Collected data
┌────────
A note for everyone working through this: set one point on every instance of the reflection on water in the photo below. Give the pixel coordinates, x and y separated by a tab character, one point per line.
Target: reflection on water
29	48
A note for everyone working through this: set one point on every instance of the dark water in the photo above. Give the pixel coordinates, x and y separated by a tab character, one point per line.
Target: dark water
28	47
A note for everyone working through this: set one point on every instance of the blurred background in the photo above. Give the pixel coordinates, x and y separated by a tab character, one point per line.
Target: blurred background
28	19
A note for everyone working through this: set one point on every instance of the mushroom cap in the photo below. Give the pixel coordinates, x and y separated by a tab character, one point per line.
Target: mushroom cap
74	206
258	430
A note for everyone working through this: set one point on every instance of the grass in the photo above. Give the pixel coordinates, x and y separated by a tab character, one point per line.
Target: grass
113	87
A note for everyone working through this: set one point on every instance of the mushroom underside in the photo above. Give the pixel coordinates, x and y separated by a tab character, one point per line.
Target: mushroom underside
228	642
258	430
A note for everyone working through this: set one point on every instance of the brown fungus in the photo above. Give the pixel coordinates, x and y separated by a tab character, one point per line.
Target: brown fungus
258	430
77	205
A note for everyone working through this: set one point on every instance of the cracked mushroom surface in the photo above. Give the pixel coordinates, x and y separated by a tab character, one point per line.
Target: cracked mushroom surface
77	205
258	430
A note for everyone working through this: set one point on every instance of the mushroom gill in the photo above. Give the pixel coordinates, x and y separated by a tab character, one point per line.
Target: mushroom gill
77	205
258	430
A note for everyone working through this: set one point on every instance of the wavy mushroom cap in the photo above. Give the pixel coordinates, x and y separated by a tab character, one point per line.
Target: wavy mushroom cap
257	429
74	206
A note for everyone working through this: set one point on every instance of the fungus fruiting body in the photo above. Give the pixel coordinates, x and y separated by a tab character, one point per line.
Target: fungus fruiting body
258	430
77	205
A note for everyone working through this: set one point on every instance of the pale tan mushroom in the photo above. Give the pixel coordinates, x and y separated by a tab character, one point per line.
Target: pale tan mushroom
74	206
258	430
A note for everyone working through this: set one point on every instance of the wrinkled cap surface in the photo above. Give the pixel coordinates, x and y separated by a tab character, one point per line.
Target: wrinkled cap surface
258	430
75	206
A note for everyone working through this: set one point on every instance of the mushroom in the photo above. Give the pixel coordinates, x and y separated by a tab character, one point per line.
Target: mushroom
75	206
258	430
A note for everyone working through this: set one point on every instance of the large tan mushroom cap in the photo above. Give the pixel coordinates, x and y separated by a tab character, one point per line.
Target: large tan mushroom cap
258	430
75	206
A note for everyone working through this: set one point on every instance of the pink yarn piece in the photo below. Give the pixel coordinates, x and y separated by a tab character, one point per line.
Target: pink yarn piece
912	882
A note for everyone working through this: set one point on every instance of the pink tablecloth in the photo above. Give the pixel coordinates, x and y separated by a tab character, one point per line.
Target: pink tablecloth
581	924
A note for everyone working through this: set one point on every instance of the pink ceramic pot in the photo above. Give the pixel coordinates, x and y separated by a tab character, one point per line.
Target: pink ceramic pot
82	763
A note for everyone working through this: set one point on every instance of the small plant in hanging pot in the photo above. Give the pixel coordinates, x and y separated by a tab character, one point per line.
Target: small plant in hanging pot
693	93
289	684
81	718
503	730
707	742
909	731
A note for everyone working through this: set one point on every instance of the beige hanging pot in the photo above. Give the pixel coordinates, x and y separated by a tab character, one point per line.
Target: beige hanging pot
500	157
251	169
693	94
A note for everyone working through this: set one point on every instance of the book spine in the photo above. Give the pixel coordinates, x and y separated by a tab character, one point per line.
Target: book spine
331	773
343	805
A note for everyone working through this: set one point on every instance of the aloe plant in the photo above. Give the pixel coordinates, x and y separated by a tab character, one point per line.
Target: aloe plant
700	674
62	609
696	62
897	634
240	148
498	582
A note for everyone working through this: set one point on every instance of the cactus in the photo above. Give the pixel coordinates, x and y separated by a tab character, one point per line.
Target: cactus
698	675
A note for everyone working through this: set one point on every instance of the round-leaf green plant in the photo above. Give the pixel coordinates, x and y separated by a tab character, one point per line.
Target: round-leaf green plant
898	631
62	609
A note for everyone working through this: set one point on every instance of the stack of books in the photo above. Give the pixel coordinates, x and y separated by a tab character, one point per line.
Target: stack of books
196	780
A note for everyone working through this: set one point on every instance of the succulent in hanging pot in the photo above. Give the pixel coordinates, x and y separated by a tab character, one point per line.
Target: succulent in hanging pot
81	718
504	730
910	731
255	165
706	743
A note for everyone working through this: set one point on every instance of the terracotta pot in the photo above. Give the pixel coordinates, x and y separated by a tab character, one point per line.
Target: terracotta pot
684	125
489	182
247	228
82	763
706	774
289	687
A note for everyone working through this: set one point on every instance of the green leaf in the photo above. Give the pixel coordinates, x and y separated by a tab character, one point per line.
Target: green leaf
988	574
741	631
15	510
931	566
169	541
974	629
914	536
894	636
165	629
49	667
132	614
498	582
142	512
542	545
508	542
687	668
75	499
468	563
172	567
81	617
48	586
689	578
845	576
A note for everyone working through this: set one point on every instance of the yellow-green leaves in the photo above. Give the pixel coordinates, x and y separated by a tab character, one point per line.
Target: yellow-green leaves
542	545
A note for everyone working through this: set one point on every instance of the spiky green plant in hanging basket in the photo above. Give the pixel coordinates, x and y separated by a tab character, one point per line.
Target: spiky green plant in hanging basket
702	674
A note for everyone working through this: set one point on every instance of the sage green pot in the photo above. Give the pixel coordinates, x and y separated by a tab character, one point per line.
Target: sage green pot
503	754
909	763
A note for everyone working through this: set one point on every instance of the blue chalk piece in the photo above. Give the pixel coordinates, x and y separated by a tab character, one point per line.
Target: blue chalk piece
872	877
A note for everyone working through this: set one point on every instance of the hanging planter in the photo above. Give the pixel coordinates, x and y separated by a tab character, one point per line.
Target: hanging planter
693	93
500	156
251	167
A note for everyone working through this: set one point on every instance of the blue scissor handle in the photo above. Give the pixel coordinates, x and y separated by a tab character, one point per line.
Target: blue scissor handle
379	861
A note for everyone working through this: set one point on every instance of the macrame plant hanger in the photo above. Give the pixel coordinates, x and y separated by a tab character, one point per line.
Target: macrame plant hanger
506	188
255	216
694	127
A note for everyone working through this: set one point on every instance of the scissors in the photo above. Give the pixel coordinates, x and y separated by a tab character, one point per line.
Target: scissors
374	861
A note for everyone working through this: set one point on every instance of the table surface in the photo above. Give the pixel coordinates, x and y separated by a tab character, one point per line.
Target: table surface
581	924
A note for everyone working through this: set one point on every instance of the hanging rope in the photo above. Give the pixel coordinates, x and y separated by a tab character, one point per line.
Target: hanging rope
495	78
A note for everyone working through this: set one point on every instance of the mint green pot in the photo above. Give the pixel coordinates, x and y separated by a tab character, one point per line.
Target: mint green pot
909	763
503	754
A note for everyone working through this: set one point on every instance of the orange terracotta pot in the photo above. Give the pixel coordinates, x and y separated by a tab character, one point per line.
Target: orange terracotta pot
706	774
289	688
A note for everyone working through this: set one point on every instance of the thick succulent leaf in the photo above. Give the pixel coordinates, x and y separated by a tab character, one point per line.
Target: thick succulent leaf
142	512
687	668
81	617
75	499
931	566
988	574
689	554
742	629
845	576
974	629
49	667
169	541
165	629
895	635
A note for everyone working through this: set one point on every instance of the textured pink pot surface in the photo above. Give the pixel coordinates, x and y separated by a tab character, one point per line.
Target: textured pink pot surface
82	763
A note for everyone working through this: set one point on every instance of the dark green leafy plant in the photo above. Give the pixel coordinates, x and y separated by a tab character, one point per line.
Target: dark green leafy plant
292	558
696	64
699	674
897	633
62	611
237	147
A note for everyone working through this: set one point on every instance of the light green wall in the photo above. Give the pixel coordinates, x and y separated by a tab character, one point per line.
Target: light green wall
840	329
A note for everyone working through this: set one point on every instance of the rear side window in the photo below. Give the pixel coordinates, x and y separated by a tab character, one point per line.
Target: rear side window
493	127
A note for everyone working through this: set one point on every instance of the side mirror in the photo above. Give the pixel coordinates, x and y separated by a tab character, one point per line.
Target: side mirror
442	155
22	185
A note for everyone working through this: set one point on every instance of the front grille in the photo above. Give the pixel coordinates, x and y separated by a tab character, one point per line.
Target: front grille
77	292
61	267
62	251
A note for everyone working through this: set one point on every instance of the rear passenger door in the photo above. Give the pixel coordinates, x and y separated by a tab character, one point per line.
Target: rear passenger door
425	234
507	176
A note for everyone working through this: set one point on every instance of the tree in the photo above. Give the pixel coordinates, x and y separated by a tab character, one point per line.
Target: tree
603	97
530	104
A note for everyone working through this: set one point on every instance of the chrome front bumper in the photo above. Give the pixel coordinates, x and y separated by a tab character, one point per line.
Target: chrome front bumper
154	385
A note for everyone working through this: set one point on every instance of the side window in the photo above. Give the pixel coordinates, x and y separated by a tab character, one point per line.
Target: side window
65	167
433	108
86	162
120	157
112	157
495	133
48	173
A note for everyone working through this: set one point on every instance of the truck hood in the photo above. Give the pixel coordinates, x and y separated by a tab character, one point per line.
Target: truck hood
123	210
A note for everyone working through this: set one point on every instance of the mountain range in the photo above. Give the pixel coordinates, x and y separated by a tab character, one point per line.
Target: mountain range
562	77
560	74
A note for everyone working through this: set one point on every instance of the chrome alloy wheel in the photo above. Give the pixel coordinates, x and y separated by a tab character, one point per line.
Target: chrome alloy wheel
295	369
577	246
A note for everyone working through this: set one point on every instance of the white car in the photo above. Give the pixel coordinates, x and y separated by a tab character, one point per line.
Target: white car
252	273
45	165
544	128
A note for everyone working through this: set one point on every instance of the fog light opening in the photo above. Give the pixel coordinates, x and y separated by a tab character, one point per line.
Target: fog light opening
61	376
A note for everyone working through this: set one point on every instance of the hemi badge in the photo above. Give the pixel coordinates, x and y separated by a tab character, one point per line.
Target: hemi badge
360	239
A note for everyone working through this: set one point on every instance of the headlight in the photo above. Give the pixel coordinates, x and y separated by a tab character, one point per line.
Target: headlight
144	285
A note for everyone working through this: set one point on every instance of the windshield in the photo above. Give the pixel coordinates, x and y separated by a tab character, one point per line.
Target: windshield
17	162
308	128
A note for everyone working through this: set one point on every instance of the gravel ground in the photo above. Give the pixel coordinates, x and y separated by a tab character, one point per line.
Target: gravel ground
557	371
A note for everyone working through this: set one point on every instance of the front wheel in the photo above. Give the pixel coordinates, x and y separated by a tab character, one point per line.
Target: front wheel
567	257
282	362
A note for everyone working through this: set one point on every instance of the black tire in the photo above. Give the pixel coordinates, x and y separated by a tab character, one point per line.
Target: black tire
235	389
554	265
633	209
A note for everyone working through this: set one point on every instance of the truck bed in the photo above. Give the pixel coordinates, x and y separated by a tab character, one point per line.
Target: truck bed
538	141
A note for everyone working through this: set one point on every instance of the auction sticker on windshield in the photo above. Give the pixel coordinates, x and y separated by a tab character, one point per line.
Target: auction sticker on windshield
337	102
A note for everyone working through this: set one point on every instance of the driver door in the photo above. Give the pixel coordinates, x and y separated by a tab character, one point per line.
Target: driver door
└────────
→ Your instructions
Could you work out how many lines of the data above contain the word "driver"? Give only the number.

→ Task answer
2